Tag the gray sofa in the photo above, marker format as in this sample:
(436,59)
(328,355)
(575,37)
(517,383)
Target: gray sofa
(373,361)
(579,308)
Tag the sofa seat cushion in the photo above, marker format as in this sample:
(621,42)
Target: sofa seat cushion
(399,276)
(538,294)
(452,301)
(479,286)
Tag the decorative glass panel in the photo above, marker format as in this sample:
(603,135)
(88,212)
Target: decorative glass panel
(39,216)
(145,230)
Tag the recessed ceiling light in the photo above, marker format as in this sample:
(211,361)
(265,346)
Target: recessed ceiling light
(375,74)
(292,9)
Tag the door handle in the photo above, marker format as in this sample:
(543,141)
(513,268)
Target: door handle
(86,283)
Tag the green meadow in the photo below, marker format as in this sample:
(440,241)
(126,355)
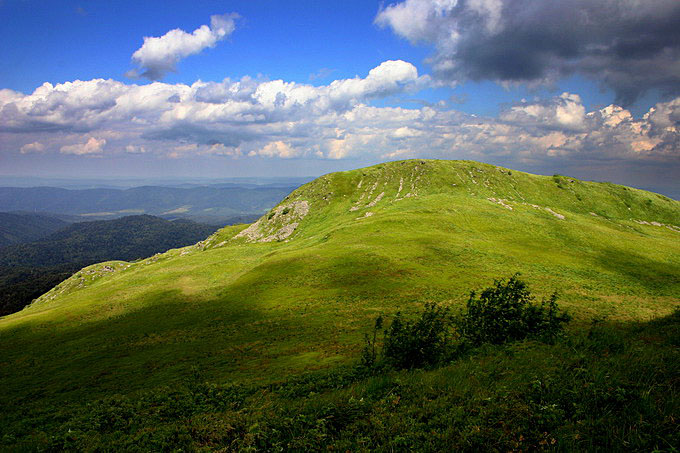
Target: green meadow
(250,339)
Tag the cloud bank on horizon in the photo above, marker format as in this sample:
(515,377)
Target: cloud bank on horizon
(630,50)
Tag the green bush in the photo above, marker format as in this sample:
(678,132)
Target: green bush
(505,312)
(426,341)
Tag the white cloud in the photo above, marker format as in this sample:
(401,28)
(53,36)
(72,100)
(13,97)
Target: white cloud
(35,147)
(279,119)
(160,55)
(92,146)
(276,149)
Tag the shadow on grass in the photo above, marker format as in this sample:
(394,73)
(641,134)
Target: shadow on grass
(611,387)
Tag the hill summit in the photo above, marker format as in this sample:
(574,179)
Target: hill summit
(296,291)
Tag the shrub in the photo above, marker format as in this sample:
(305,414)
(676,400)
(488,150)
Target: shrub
(423,342)
(505,312)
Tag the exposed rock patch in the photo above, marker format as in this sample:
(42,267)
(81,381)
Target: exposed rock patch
(278,225)
(559,216)
(501,202)
(657,224)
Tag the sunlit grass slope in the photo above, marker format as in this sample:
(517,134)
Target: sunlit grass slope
(337,252)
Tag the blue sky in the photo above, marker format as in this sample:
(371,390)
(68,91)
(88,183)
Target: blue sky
(473,79)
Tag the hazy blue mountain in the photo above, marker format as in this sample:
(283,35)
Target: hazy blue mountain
(18,227)
(216,204)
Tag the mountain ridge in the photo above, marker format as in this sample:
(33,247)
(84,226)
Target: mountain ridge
(298,292)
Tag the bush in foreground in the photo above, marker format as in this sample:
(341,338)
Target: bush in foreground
(502,313)
(506,312)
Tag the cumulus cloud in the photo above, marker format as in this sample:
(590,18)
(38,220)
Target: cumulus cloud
(92,146)
(276,119)
(160,55)
(630,46)
(35,147)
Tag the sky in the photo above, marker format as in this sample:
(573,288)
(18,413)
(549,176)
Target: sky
(214,89)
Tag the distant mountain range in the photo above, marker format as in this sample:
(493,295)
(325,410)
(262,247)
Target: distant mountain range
(218,205)
(17,227)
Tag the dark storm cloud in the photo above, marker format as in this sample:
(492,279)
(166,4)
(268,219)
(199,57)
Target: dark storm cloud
(629,46)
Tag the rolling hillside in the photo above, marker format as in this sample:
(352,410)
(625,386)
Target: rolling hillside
(296,291)
(30,269)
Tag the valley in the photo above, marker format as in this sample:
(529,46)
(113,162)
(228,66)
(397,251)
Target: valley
(240,335)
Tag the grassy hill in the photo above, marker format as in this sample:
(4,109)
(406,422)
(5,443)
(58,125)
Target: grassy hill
(31,269)
(218,337)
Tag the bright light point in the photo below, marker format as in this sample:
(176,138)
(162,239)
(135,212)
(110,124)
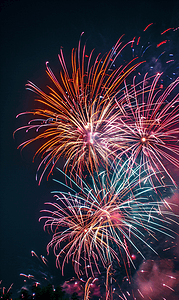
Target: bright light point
(133,256)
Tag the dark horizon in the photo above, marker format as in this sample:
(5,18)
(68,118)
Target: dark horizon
(31,34)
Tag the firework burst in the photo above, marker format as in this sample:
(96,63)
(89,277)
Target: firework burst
(148,131)
(74,122)
(101,220)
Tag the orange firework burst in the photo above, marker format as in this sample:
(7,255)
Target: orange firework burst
(95,226)
(148,130)
(78,111)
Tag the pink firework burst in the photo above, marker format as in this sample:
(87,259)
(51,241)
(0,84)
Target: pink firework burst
(148,130)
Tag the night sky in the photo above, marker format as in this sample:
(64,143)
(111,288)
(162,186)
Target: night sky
(32,33)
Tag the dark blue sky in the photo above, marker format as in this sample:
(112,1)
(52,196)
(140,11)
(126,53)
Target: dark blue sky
(31,33)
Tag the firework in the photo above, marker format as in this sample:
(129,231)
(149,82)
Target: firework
(101,220)
(72,118)
(148,131)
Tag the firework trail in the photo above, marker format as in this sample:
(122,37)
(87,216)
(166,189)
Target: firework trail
(72,118)
(101,220)
(148,131)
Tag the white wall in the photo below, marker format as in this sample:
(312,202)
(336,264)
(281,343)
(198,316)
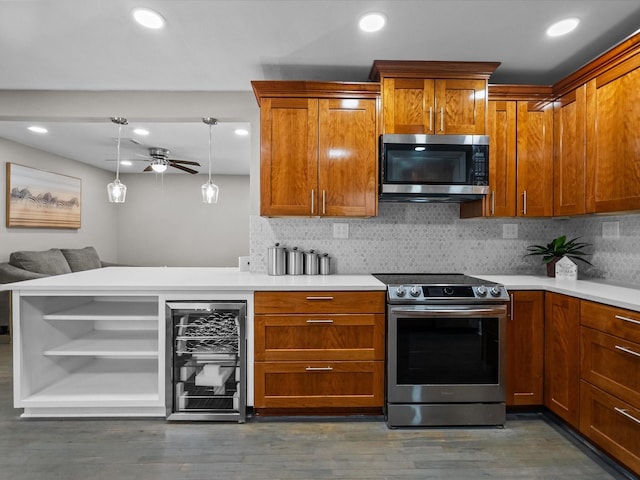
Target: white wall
(98,216)
(164,222)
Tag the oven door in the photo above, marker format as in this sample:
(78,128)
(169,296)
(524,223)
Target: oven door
(446,354)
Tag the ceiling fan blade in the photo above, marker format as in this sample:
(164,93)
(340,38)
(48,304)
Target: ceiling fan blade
(185,162)
(180,167)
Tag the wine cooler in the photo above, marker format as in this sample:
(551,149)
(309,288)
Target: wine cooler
(206,364)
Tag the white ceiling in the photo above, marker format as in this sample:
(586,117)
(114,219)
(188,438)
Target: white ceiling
(221,45)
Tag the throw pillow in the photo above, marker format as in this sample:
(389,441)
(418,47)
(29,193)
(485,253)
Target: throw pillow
(80,259)
(48,262)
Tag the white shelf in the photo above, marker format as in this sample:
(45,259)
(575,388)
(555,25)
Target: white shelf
(130,343)
(108,310)
(103,383)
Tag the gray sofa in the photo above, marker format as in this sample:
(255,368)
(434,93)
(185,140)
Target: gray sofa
(28,265)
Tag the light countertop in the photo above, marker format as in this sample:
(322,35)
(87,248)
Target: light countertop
(197,279)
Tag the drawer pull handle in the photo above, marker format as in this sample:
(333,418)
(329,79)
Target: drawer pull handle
(626,350)
(622,411)
(627,319)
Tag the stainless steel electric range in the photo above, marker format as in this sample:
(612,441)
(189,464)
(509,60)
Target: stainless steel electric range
(445,350)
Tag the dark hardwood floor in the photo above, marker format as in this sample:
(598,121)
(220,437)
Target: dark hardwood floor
(530,447)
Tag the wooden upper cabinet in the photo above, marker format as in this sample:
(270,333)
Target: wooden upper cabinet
(569,168)
(613,149)
(318,148)
(535,159)
(433,97)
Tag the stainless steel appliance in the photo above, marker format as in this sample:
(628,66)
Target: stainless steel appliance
(433,168)
(445,350)
(206,361)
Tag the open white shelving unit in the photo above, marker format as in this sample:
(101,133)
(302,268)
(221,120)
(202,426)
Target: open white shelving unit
(90,355)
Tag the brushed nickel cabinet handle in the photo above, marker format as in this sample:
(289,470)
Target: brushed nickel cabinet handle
(627,319)
(622,411)
(626,350)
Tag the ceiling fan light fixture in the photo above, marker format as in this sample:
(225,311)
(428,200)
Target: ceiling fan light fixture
(210,190)
(116,190)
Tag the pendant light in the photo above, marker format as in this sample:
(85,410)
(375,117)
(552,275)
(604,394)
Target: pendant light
(117,191)
(209,189)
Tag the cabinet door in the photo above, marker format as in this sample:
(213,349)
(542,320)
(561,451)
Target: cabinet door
(408,105)
(460,106)
(535,160)
(569,169)
(613,110)
(562,356)
(525,349)
(347,158)
(288,157)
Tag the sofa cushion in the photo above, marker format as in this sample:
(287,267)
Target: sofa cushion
(50,262)
(80,259)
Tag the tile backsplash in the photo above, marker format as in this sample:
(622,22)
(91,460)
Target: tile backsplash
(431,238)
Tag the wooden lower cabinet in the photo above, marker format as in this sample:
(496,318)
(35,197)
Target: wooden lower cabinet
(562,357)
(319,351)
(525,349)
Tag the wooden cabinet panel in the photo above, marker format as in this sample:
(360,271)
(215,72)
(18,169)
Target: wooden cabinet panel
(525,349)
(288,155)
(613,120)
(319,302)
(612,320)
(569,169)
(535,160)
(317,337)
(612,364)
(319,384)
(611,424)
(562,356)
(348,173)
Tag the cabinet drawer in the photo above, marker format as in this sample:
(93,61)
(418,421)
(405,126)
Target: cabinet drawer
(319,302)
(612,424)
(319,337)
(615,321)
(319,384)
(612,364)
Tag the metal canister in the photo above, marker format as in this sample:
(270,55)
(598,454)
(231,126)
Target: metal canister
(311,262)
(295,264)
(324,264)
(277,260)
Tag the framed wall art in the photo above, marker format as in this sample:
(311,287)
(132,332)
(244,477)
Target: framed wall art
(40,199)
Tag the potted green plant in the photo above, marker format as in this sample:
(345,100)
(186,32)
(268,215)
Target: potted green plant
(556,249)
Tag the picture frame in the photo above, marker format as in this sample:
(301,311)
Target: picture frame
(40,199)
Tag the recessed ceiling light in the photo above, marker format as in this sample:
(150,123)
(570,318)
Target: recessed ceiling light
(563,27)
(148,18)
(372,22)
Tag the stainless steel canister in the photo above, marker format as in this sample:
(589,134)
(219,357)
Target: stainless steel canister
(277,260)
(295,265)
(324,264)
(311,262)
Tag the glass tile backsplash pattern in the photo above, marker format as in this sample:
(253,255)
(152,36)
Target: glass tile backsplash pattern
(431,238)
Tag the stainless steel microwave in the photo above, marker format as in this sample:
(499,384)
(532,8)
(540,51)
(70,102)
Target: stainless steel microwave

Exercise goal
All lines from the one containing "Tag the framed" through the final line of the listing above are to be reproduced exactly; include both and add nothing.

Answer to this problem
Tag the framed wall art in the photo above, marker format as in this sample:
(311,287)
(132,332)
(244,477)
Target: framed wall art
(40,199)
Tag the potted green plant in the photo above, marker format as in this sample:
(345,100)
(186,32)
(268,215)
Target: potted green plant
(556,249)
Tag the picture frame in the photo above, marker format as in this sample:
(301,311)
Target: picture frame
(40,199)
Tag the recessed ceiling light in the photo above, marker format as in this sample:
(150,123)
(570,318)
Target: recessed ceiling light
(563,27)
(148,18)
(372,22)
Tag the stainless steel canister in the photo above, marker format as in this sample:
(589,134)
(219,357)
Target: stainless steel canister
(277,260)
(295,265)
(324,264)
(311,262)
Tag the glass tile backsplash pattern in the photo above, marker format as in this sample:
(253,255)
(152,36)
Target: glass tile backsplash pattern
(431,238)
Tag the stainless steel microwave in the photo above, marker format as in this sample:
(499,384)
(532,8)
(540,51)
(70,102)
Target: stainless steel microwave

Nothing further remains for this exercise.